* **Compiti**
**a.** Secondo il racconto dello sfollamento a Sommacampagna, quanto distava quel paese da Verona?
**b.** Prosegui il racconto dello sfollamento a Sommacampagna dopo l'ultima frase riportata.
##### Fonte
Nella tarda estate del 1943, a causa dei bombardamenti degli americani sempre più insistenti sulla ferrovia del Brennero, dove transitavano gran parte dei convogli militari tedeschi, ed anche su Verona, la città dove abitavamo, mio padre riuscì a trovare a Sommacampagna, un paesino a circa tredici chilometri dalla città, alcune stanze a pianterreno ed al primo piano di una grande villa, attualmente patrimonio del FAI, dove sfollare per vivere in condizioni di maggiore sicurezza. La villa era situata in un parco vastissimo dove noi ragazzi potevamo correre a perdifiato senza pericoli e controlli. Il complesso apparteneva ad una coppia di industriali milanesi senza figli che abitavano nell’ala centrale dell’edificio. In un’ala laterale erano alloggiati alcuni alti ufficiali tedeschi, mentre un solitario colonnello della Wehrmacht abitava in una camera vicina alla cameretta dove dormivo io. Questo ufficiale parlava ottimamente l’italiano in quanto credo fosse originario dell’alto Adige; d’altra parte, dopo il 1943, molti militari italiani del sud Tirolo che parlavano correntemente la lingua tedesca, erano confluiti sia nella Wehrmacht che nelle SS. Ad esempio altoatesini erano i ragazzi del battaglione SS Polizei “Bozen”, morti nell’attentato di via Rasella a Roma nel marzo del 1944. Il colonnello, un omone corpulento e pacioso, scambiava ogni tanto qualche rara parola con me (io nel 1943 avevo otto anni) e ricordo che una volta mi fece entrare nella sua camera per mostrarmi e descrivere le armi che possedeva. Troneggiava una baionetta da parata col pomolo a becco d’aquila ed il manico istoriato con un’aquila che sormontava la croce uncinata circondata da una corona d’alloro, e una pistola Luger, un oggetto stupendo per meccanica ed estetica che aveva eccitato in me, dotato di una pistola ammaccata di latta, un desiderio irrefrenabile di possesso. Non capivamo bene quali compiti avesse questo ufficiale e francamente cosa facesse tutto il giorno in quanto stava spesso chiuso per ore in camera.
##########
##### Materiale fornito
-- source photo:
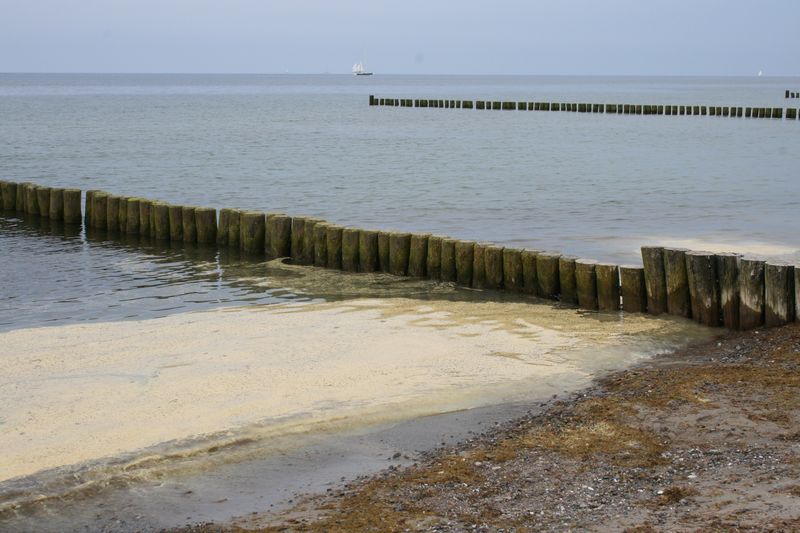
##########
* **Risultati dell'esercizio**
**a.** Circa tredici chilometri.

**b.**
Intanto la guerra proseguiva implacabilmente, a sera ascoltavamo a bassissimo volume Radio Londra e quasi ogni giorno stormi compatti delle gigantesche “fortezze volanti” (i B24 Liberator) americane oscuravano il cielo bombardando in particolare l’aeroporto militare di Villafranca distante pochi chilometri da noi. Dopo l’8 settembre 1943, a seguito dell’invasione tedesca, l’aeroporto era stato notevolmente potenziato con una pista in cemento di quasi tre chilometri con hangar e depositi di materiale militare che arrivavano vicino all’abitato di Sommacampagna.

Ci fu un intenso bombardamento alleato il 12 ottobre 1943 ed un altro, che colpì parzialmente anche Sommacampagna, il 26 agosto 1944 con la distruzione di alcuni obiettivi militari. La Luftwaffe aveva schierato nell’aeroporto sia caccia tipo Stukas che grossi bombardieri Junker; l’aeroporto venne in seguito completamente distrutto dai bombardamenti degli alleati e dai soldati tedeschi prima di fuggire verso il nord. Per me, come per gli altri ragazzini del paese, il momento magico era la fine delle incursioni annunciata dal suono cupo delle sirene; allora ci scatenavamo nei prati alla ricerca di oggetti bellici soprattutto schegge di bombe e bossoli di ogni dimensione. Ne trovavamo in grande quantità e li mercanteggiavamo con i figli di altre famiglie sfollate.

Con l’incoscienza tipica dell’infanzia, la guerra, soprattutto durante i bombardamenti notturni quando i colpi delle batterie antiaeree, i fasci di luce dei fari, i luminosissimi bengala, i lampi accecanti delle bombe e degli spezzoni incendiari, riempivano l’immenso schermo del cielo, era vissuta da noi come uno spettacolo terribile ma affascinante. Vivendo in campagna non si avvertiva una reale penuria di cibo, c’era latte in abbondanza, mancavano completamente i salumi e ogni tipo di dolciume per la carenza di zucchero e particolarmente l’adorato cioccolato. Ma nel giugno del 1944 avvenne un fatto per me memorabile per la gioia che provo ancora oggi a ricordarlo. Studiavo in casa con un mite e bravissimo professore che mi preparava per l’esame di ammissione alla quinta elementare da dare da esterno nella scuola di Verona che non avevo potuto frequentare. A metà giugno del 1944, dovendo recarmi a Verona a sostenere l’esame, mi ero alzato di buon’ora in quanto il mezzo per andare in città era costituito dalla canna della bicicletta dello stradino di Sommacampagna, un buon uomo di mezza età, che si prestava, sbuffando come una locomotiva appena la strada pianeggiante presentava anche una minima salita, ad accompagnarmi pedalando fino alla scuola e poi, ad esame concluso, a riportarmi in paese.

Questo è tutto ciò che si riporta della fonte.